→ BRIEF
When you reach the entries, transcribe each one exactly.

Records excerpted from a collection
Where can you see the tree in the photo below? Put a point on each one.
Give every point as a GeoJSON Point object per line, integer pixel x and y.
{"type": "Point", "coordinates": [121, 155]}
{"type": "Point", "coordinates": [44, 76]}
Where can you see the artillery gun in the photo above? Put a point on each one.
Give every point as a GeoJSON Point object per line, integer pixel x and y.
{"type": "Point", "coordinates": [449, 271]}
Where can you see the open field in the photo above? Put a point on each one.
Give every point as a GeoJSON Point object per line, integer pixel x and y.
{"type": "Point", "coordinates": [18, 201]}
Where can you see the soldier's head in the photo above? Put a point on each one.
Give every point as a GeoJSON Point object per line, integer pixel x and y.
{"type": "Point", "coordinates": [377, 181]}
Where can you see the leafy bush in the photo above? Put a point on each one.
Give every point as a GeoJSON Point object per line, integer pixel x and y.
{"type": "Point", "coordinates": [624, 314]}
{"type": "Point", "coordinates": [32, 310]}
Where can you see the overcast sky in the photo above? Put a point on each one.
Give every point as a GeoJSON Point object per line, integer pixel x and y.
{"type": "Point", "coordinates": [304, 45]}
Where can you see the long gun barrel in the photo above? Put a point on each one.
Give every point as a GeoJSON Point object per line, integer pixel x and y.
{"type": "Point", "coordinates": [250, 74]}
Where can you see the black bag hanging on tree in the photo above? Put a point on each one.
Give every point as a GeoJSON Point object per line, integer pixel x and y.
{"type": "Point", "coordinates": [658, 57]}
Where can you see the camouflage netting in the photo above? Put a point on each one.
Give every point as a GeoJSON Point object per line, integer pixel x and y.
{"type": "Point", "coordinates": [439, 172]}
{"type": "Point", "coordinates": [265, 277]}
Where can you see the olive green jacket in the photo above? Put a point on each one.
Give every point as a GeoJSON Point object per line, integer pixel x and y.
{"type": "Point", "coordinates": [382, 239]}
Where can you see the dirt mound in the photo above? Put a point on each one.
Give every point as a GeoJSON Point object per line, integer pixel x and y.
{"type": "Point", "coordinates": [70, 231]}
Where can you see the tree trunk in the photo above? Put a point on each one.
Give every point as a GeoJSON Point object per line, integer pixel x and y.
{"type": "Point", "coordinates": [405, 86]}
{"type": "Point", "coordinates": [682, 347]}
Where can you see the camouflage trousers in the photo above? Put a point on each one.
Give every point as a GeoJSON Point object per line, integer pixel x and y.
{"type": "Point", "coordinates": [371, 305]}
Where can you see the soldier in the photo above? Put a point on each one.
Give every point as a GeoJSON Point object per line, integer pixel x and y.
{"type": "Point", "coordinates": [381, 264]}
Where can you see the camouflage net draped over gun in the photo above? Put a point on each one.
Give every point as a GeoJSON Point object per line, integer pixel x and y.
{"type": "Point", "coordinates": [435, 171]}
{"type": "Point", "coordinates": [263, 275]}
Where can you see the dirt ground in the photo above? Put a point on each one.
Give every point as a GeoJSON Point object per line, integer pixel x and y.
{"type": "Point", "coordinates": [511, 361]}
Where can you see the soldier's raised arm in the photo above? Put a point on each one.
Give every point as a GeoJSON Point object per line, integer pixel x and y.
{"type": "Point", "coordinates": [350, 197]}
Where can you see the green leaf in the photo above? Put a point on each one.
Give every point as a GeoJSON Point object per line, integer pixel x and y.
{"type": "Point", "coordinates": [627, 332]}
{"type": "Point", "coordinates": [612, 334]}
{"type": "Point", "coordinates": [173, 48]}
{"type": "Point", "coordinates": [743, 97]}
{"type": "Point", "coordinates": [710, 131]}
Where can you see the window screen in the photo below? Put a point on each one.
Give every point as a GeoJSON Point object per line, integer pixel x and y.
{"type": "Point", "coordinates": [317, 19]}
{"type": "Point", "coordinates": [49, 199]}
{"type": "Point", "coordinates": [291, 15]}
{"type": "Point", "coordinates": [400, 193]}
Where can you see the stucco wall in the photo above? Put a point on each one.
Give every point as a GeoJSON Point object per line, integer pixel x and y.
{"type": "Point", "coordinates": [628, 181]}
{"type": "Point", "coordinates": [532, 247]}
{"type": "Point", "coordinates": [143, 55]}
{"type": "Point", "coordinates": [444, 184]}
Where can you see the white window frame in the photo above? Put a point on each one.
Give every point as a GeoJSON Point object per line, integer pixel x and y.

→ ANSWER TO THE PROBLEM
Where can you see the tree in the photo below? Put a point on each one.
Give every point as a GeoJSON Point object per line, integer pixel x and y.
{"type": "Point", "coordinates": [121, 155]}
{"type": "Point", "coordinates": [44, 76]}
Where can you see the artillery gun in the photo above? Put a point on each one.
Give every point as a GeoJSON Point object per line, integer pixel x and y.
{"type": "Point", "coordinates": [449, 271]}
Where can you see the open field in the photo above? Put a point on each one.
Give every point as a GeoJSON Point object per line, integer pixel x and y.
{"type": "Point", "coordinates": [18, 201]}
Where can you see the soldier's head in the photo above? Put a point on each one.
Give every point as a GeoJSON Point object per line, integer pixel x and y.
{"type": "Point", "coordinates": [377, 181]}
Where can you see the leafy bush in the photo above? Put a point on each one.
Give every point as a GeoJSON Point object per line, integer pixel x and y.
{"type": "Point", "coordinates": [624, 314]}
{"type": "Point", "coordinates": [32, 310]}
Where can you see the overcast sky in the photo above? Put a point on each one.
Give every point as a GeoJSON Point object per line, integer pixel x and y.
{"type": "Point", "coordinates": [304, 45]}
Where can you see the long gun barrel in the photo above? Put a point on each one.
Give every point as a GeoJSON Point object per line, integer pixel x and y.
{"type": "Point", "coordinates": [250, 74]}
Where can you see the black bag hanging on tree in the photo above? Put a point on each one.
Give every point as a GeoJSON Point object per line, integer pixel x and y.
{"type": "Point", "coordinates": [658, 57]}
Where can you see the camouflage netting in the photo above? Put a point on each one.
Give every point as a GeoJSON Point object per line, integer pixel x and y.
{"type": "Point", "coordinates": [439, 172]}
{"type": "Point", "coordinates": [265, 277]}
Where can you see the olive green jacket in the photo above? Put a point on each one.
Give every point as a GeoJSON Point object per line, integer pixel x and y.
{"type": "Point", "coordinates": [382, 239]}
Where can you see the dirt mound in the photo above? Put a point on each one.
Give every point as a GeoJSON Point object per line, integer pixel x and y.
{"type": "Point", "coordinates": [70, 231]}
Where can you see the tree trunk in the photo above? Put a point on each one.
Give every point as a GeoJSON Point object per line, integer pixel x and y.
{"type": "Point", "coordinates": [405, 86]}
{"type": "Point", "coordinates": [682, 347]}
Where can you see the camouflage trousers in the photo above? Put a point on each one.
Give every point as a GeoJSON Point object per line, integer pixel x and y.
{"type": "Point", "coordinates": [371, 305]}
Where can you see the soldier in the photo above? Put a point on each one.
Give every point as a GeoJSON Point object per line, integer pixel x and y.
{"type": "Point", "coordinates": [381, 264]}
Where can you see the camouflage net draped over gun in the photo above? Put a point on each one.
Give every point as a GeoJSON Point object per line, integer pixel x and y.
{"type": "Point", "coordinates": [435, 171]}
{"type": "Point", "coordinates": [263, 275]}
Where can you see the dirt ground in the photo above? Put a point on each one.
Give every point as a GeoJSON Point object per line, integer pixel x and y.
{"type": "Point", "coordinates": [511, 361]}
Where can you see the soldier's raised arm in the photo above? Put a point on each one.
Give every point as a GeoJSON Point object per line, integer pixel x and y.
{"type": "Point", "coordinates": [350, 197]}
Where can you see the green leaf in the photo above? Put a point on each one.
Give every point as a GeoJSON Point object per line, integer pixel x and y.
{"type": "Point", "coordinates": [627, 332]}
{"type": "Point", "coordinates": [612, 334]}
{"type": "Point", "coordinates": [173, 48]}
{"type": "Point", "coordinates": [743, 97]}
{"type": "Point", "coordinates": [710, 131]}
Where can you see the window screen in the photo below? Put a point on each one.
Give every point as a GeoJSON Point object per line, integer pixel x and y.
{"type": "Point", "coordinates": [317, 19]}
{"type": "Point", "coordinates": [49, 199]}
{"type": "Point", "coordinates": [291, 15]}
{"type": "Point", "coordinates": [400, 193]}
Where can you see the stucco wall in the photo above? Put a point on each one.
Give every point as a GeoJSON Point object per line, integer pixel x and y.
{"type": "Point", "coordinates": [628, 181]}
{"type": "Point", "coordinates": [532, 247]}
{"type": "Point", "coordinates": [143, 55]}
{"type": "Point", "coordinates": [444, 184]}
Where can you see the white window frame in the photo above? Put a point on each one.
Give every point as a GeoJSON Point object per line, integer pixel x and y.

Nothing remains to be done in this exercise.